Origins of October 17

Above: Commemorative stone honouring the victims of poverty at the UN.

Below is an excerpt from a press conference given by ATD Fourth World founder Joseph Wresinski. This press conference took place just before October 17, 1987, the first World Day for Overcoming Extreme Poverty. It is now officially known as the United Nations International Day for the Eradication of Poverty. Here, Wresinski outlines some of the origins of this day and why October 17, 1987 marked a breakthrough in how Human Rights are seen.

This text has been edited from the original translation.


Inevitable and necessary

Poverty extreme poverty has become so blatant these days that it is both inevitable and necessary that we hold a public event [for all to see] to commemorate the victims of extreme poverty worldwide. It is also a reminder that thanks to those living in extreme poverty, a decisive step forward has been made in our understanding of human rights.

Joseph Wresinski speaking on October 17, 1987

Those who experience poverty have taught us that the greatest danger facing them is the distinction between civil and political freedoms on one hand and economic, social and cultural rights on the other. It is because we have created such a distinction that extreme poverty has intensified in affluent countries in recent years. It has always existed, but has come to the fore precisely because we have been so preoccupied with civil and political rights that we have forgotten economic and social rights. We have not taken steps to eradicate extreme poverty because of our concerns, our battles …

Not free

We have forgotten that the long-term unemployed quickly become dependent on assistance. And why? Because they no longer have social protection, they cannot belong to a trade union or a political party and are no longer consulted. They depended on those who helped them, and got forgotten. We have come to understand that these people are no longer free, and can no longer participate.

=== Assignment 1 ===
In the text on the origins of October 17, what is the day first held on October 17, 1987, now officially called?
=== Assignment 2 ===
Please pick up the text on the origins of October 17 after its final sentence and carry it on in the same voice.

=== Supplied material ===

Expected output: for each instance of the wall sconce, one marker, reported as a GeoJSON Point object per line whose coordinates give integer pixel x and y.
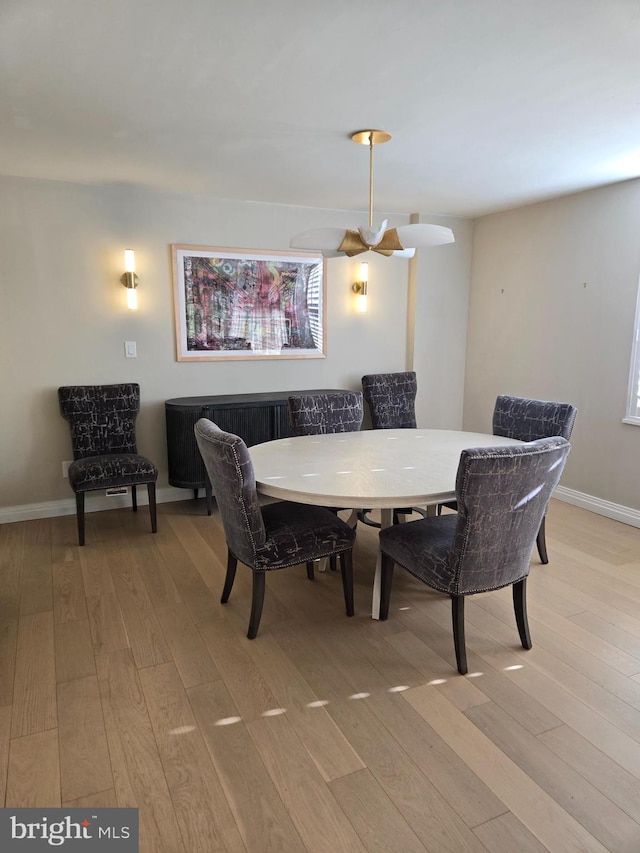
{"type": "Point", "coordinates": [130, 279]}
{"type": "Point", "coordinates": [360, 287]}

=== Exercise output 1 ===
The United Nations International Day for the Eradication of Poverty.

=== Exercise output 2 ===
Those who have been evicted cannot take part in associations defending tenants’ interests. Those in extreme poverty, who may be plagued by ill-health, cannot go to hospital; even if they did, they may be refused treatment. These individuals and families without a recognised home no longer have the right to vote and are not considered fellow citizens.

Unable to take part

Little by little, we have come to understand that without health, without money, and when people’s minds are haunted by problems of personal or family survival, men, women and families in extreme poverty are unable to take part in life in their communities. Children are more likely to leave school unable to read and write, condemning them to a future of unemployment, a lack of family life, unstable professional lives, as well as (and this is perhaps worst of all) the inability to express themselves and feel that they are stakeholders in the country in which they live and its future development.

The indivisibility of all human rights is becoming less disputed and increasingly recognised in public opinion thanks to people in extreme poverty. It is essential to mark this breakthrough in our thinking on Human Rights. This is why we are holding this public act of commemoration on October 17.